Mexico: Third in Latin America Regarding Energy InvestmentBy Cas Biekmann | Mon, 09/28/2020 - 14:37
According to a study by BNAmericas, Mexico ranks third in investment attractiveness among Latin American countries. Brazil and Colombia surpass Mexico at a time when many companies are reorienting their strategy as a result of the pandemic’s far-reaching effects on global industries. With the energy sector going through a transformative period, it is uncertain what the future holds for energy investment in Mexico.
Despite Colombia surpassing Mexico, the latter country stays ahead of Chile, Guyana, Peru, Surinam, Argentina and Bolivia. In a sense, Mexico’s position comes as little surprise. Brazil has long led the charts when it comes to investment in general, according to BloombergNEF, the sheer size of its market being a major factor. Whereas Mexico has the second-largest population, Colombia beats Mexico when it comes to energy investment in general. Looking specifically at renewable energy, Chile also manages to surpass Mexico. This was not yet the case the year before.
To insiders from the Mexican energy industry, this is no surprise. After the waves of investment that the 2014 Energy Reform brought along, the López Obrador administration introduced a different vision for the energy sector. This approach features a centralized role for both PEMEX and CFE, which the Energy Reform had imagined differently. In the case of oil and gas, bidding rounds have been suspended following criticism from the president regarding the speed of private development. In the energy sector, a suspension of the long-term energy auctions is but one of many measures dampening the evolution of private renewable energy. At a time when energy investment is booming, many experts contributing to MBN agree that Mexico is hindering private investments through the uncertainty it has created in the energy sector.

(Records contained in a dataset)
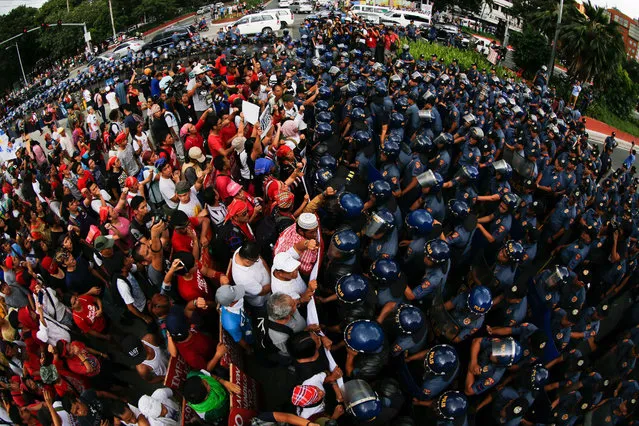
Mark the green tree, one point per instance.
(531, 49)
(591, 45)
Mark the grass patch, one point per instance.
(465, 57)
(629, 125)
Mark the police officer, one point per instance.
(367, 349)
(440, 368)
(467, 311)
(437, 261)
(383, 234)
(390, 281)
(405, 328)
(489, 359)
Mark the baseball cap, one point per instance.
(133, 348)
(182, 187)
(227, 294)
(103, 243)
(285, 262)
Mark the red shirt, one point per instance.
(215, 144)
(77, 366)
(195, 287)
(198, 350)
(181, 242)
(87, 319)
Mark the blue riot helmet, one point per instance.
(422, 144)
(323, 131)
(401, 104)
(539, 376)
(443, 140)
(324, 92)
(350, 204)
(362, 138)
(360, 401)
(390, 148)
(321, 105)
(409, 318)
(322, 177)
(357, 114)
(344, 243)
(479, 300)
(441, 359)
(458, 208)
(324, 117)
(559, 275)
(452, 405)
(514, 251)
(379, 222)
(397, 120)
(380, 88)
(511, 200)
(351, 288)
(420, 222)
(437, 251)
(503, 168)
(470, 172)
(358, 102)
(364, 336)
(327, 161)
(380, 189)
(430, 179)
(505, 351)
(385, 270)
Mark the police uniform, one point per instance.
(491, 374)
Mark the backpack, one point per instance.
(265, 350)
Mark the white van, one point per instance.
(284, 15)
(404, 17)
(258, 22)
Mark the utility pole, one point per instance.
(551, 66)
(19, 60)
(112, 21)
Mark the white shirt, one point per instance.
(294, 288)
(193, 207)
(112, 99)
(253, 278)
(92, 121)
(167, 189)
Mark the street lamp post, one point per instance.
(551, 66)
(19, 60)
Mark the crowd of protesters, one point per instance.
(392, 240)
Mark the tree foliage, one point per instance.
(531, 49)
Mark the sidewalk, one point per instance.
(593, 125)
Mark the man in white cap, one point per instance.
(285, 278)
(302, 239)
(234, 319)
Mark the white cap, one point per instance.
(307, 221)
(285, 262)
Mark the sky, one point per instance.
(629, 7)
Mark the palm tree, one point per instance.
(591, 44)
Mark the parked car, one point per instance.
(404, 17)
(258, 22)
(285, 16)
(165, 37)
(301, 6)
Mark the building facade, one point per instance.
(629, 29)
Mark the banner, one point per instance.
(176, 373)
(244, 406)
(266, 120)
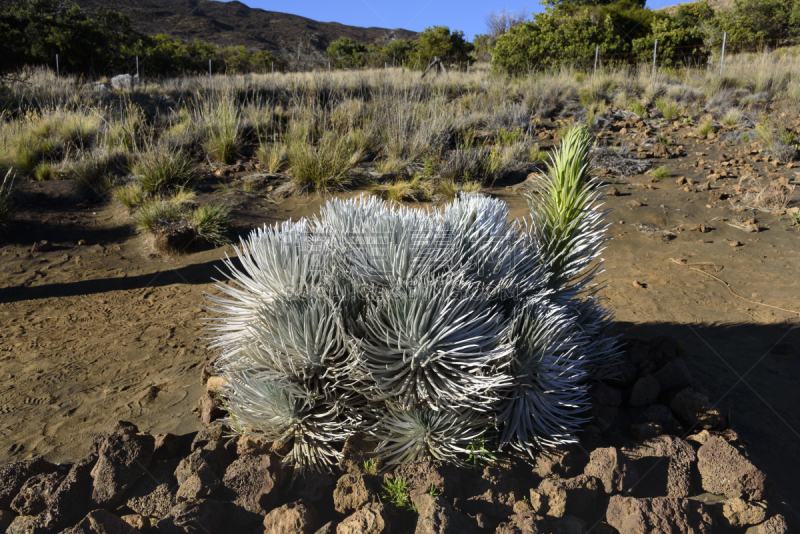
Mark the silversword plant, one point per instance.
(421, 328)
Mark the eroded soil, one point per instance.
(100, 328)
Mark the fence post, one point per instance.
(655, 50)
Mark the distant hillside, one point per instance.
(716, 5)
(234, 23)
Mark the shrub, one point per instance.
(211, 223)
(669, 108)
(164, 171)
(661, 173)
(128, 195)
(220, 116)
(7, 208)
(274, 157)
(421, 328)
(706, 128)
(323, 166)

> **Problems to solve**
(A) Reproduce word for word the stretch of the Mexico energy investment article from "Mexico: Third in" through "investment in Mexico.".
(B) Carry the article on Mexico's energy investment ranking further, picking up right after its last sentence.

> **Task responses**
(A)
Mexico: Third in Latin America Regarding Energy InvestmentBy Cas Biekmann | Mon, 09/28/2020 - 14:37
According to a study by BNAmericas, Mexico ranks third in investment attractiveness among Latin American countries. Brazil and Colombia surpass Mexico at a time when many companies are reorienting their strategy as a result of the pandemic’s far-reaching effects on global industries. With the energy sector going through a transformative period, it is uncertain what the future holds for energy investment in Mexico.

(B)
But it is not all bad news: natural gas infrastructure is currently under expansion and plenty of projects are still under development. The government’s new policy direction is different that the last one and more focused on social impact, said Enrique Müller, Senior Renewable Energy Consultant at Wood, to MBN. The issue is merely with implementing the new house rules. “Due to the efforts since the Energy Reform, the market, for the most part, is still there; it just needs better regulatory implementation,” said Müller. Once regulation has been implemented in a stable manner, the certainty needed to attract investment returns, as well.
Reuters reported that the president’s efforts to potentially reverse the Energy Reform will not take place until next year, after June’s midterm elections. In the meantime, López Obrador was reported to give CFE’s energy the preference over privately generated energy, despite the fact that the latter could be cleaner or cheaper. All in all, investing in utility-scale renewable energy projects has lost quite a lot of its sheen, at least momentarily.
Nonetheless, opportunities to invest in areas that would shrink Mexico’s carbon footprint still exist, thinks Leonardo Beltrán, Non-Resident Fellow at the Institute of the Americas. Businesses themselves could benefit greatly by investing in their own competitiveness and renewable strategies can be a part of this. “The most promising alternative is to invest in energy efficiency or as the International Energy Agency (IEA) has referred to it: the hidden fuel. The United Nations Industrial Development Organization has documented that organizations implementing energy management systems (EnMS) achieve reductions in energy consumption of up to 30 percent. Using data from the Latin American Energy Organization, in the Latin America and Caribbean region, the industry represents 31 percent of total final energy consumption and 16 percent of greenhouse gas (GHG) emissions. In Mexico, the industry’s total final energy consumption is a little bit higher, at 34 percent, and contributes with 17.5 percent of GHG emissions,” Beltran wrote on MBN.